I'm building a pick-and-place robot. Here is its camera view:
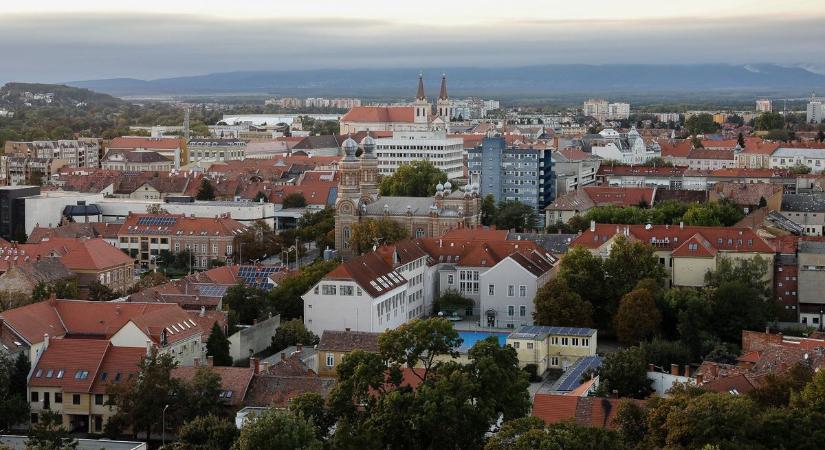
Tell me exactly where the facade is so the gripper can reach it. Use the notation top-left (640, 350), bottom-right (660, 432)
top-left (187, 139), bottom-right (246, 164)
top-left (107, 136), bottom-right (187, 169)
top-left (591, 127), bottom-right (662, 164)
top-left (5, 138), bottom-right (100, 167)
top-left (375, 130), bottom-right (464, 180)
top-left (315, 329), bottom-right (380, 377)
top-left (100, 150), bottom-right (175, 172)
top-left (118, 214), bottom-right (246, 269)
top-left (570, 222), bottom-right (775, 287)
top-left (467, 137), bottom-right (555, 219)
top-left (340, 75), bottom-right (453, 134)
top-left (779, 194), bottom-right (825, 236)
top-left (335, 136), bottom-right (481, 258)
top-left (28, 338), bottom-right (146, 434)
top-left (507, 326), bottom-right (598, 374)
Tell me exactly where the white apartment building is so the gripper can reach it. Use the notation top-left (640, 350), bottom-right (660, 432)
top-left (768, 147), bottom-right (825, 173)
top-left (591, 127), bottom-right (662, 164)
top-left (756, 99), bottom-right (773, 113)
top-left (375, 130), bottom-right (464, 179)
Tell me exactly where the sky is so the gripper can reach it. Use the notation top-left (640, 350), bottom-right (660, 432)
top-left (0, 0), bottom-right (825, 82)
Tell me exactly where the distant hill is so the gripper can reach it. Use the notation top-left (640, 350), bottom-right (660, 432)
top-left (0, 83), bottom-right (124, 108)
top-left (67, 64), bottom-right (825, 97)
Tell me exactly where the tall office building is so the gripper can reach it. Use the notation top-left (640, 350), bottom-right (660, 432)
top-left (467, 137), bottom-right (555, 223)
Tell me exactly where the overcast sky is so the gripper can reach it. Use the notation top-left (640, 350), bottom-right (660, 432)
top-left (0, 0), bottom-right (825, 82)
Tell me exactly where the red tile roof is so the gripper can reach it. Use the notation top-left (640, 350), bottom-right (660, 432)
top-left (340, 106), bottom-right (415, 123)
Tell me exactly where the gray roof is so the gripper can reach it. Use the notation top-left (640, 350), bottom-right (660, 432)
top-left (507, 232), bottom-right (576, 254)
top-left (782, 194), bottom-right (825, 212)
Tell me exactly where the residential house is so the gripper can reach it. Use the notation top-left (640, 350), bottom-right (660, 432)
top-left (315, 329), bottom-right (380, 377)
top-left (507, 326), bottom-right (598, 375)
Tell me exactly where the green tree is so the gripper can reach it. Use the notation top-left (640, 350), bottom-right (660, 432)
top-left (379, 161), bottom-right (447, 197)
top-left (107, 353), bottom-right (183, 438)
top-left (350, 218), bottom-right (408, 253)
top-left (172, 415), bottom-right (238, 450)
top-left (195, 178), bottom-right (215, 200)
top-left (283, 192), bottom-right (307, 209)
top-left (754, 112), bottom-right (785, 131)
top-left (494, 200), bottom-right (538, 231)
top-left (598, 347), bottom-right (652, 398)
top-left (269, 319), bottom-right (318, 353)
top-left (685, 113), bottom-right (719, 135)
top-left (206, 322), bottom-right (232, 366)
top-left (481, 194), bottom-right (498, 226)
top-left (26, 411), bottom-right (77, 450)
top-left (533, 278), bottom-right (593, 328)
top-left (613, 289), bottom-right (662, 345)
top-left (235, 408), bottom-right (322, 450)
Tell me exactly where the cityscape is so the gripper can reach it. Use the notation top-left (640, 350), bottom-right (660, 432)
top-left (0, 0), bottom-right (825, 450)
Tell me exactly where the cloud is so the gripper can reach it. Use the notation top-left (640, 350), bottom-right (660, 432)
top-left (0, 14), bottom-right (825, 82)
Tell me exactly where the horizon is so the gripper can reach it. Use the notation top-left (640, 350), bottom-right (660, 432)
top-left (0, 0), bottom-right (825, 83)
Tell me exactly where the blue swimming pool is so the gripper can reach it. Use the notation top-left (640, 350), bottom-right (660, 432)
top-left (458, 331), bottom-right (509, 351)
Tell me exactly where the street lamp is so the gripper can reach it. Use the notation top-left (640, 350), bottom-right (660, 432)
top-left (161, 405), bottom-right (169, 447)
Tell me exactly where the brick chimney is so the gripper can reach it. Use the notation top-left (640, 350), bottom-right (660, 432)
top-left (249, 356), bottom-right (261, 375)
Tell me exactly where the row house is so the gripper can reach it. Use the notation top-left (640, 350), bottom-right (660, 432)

**What to do:**
Turn all of the data above into a numbered list, skipping any blank lines and omitting the pictures.

**Finished exercise:**
1. I'm building a pick-and-place robot. Here is its camera view:
2. Tell me exactly where the facade is so the gripper can reach it. Use the notation top-left (640, 350), bottom-right (660, 432)
3. top-left (187, 139), bottom-right (246, 164)
4. top-left (107, 136), bottom-right (187, 169)
5. top-left (591, 127), bottom-right (662, 164)
6. top-left (5, 138), bottom-right (100, 167)
7. top-left (375, 130), bottom-right (464, 180)
8. top-left (315, 329), bottom-right (380, 377)
9. top-left (100, 150), bottom-right (175, 172)
10. top-left (118, 214), bottom-right (246, 269)
11. top-left (570, 222), bottom-right (775, 287)
12. top-left (467, 137), bottom-right (555, 219)
13. top-left (340, 75), bottom-right (453, 134)
14. top-left (779, 194), bottom-right (825, 236)
15. top-left (335, 136), bottom-right (481, 258)
16. top-left (28, 338), bottom-right (146, 434)
17. top-left (507, 326), bottom-right (598, 374)
18. Tell me exactly where the white apartment building is so the gripper can reach it. Use the notation top-left (640, 350), bottom-right (660, 432)
19. top-left (768, 147), bottom-right (825, 173)
20. top-left (591, 127), bottom-right (662, 164)
21. top-left (756, 99), bottom-right (773, 113)
22. top-left (375, 130), bottom-right (464, 179)
23. Tell me exactly where the sky is so the gripper can reach it. Use the notation top-left (640, 350), bottom-right (660, 432)
24. top-left (0, 0), bottom-right (825, 82)
25. Tell me exactly where the distant hill is so the gripper can reach it. Use the notation top-left (640, 350), bottom-right (660, 432)
26. top-left (0, 83), bottom-right (124, 108)
27. top-left (67, 64), bottom-right (825, 97)
28. Tell me exactly where the tall office building is so the gripper can reach it. Use the notation top-left (640, 350), bottom-right (660, 432)
29. top-left (467, 137), bottom-right (555, 223)
30. Tell me exactly where the overcast sky is so the gripper can reach it. Use the notation top-left (640, 350), bottom-right (660, 432)
31. top-left (0, 0), bottom-right (825, 82)
32. Tell me exactly where the red tile roof is so the gripper can reach it. Use the notation top-left (640, 350), bottom-right (660, 432)
33. top-left (340, 106), bottom-right (415, 123)
34. Tell me exactly where the gray roof is so the gripper can reach it. Use the notation top-left (640, 350), bottom-right (660, 432)
35. top-left (507, 232), bottom-right (576, 254)
36. top-left (782, 194), bottom-right (825, 212)
37. Tell me exactly where the residential house is so the gripper can reach it. Use the notation top-left (640, 350), bottom-right (660, 432)
38. top-left (315, 329), bottom-right (380, 377)
39. top-left (507, 326), bottom-right (598, 375)
40. Tell me exactly where the green tree is so the gripper can reach it. Use the notation top-left (640, 350), bottom-right (660, 432)
41. top-left (379, 161), bottom-right (447, 197)
42. top-left (107, 353), bottom-right (183, 438)
43. top-left (350, 218), bottom-right (408, 253)
44. top-left (172, 415), bottom-right (238, 450)
45. top-left (195, 178), bottom-right (215, 200)
46. top-left (283, 192), bottom-right (307, 209)
47. top-left (754, 112), bottom-right (785, 131)
48. top-left (494, 200), bottom-right (538, 231)
49. top-left (598, 347), bottom-right (652, 398)
50. top-left (269, 319), bottom-right (318, 353)
51. top-left (685, 113), bottom-right (719, 135)
52. top-left (206, 322), bottom-right (232, 366)
53. top-left (481, 194), bottom-right (498, 226)
54. top-left (26, 411), bottom-right (77, 450)
55. top-left (533, 278), bottom-right (593, 328)
56. top-left (613, 289), bottom-right (662, 345)
57. top-left (235, 408), bottom-right (322, 450)
58. Tell me exactly where the cityscape is so the gripper can reach it. Use the notation top-left (640, 350), bottom-right (660, 432)
59. top-left (0, 0), bottom-right (825, 450)
60. Tell me exactly where the cloud is so the gripper can reach it. Use the notation top-left (640, 350), bottom-right (660, 432)
61. top-left (0, 14), bottom-right (825, 82)
62. Tell me exactly where the horizon is so the gripper can reach it. Use the notation top-left (640, 350), bottom-right (660, 432)
63. top-left (0, 0), bottom-right (825, 83)
64. Tell me exactly where the blue swimming pool is so the gripper can reach it. Use the notation top-left (640, 350), bottom-right (660, 432)
65. top-left (458, 331), bottom-right (509, 351)
66. Tell me exactly where the street lamp is so the gripper can reach it. Use the notation top-left (640, 350), bottom-right (660, 432)
67. top-left (161, 405), bottom-right (169, 447)
68. Tell me exactly where the brick chimney is so the gripper can reach it. Use the notation top-left (640, 350), bottom-right (660, 432)
69. top-left (249, 356), bottom-right (261, 375)
70. Tell me exactly where the row house is so the gripper can reach it. Use the notation top-left (640, 350), bottom-right (660, 432)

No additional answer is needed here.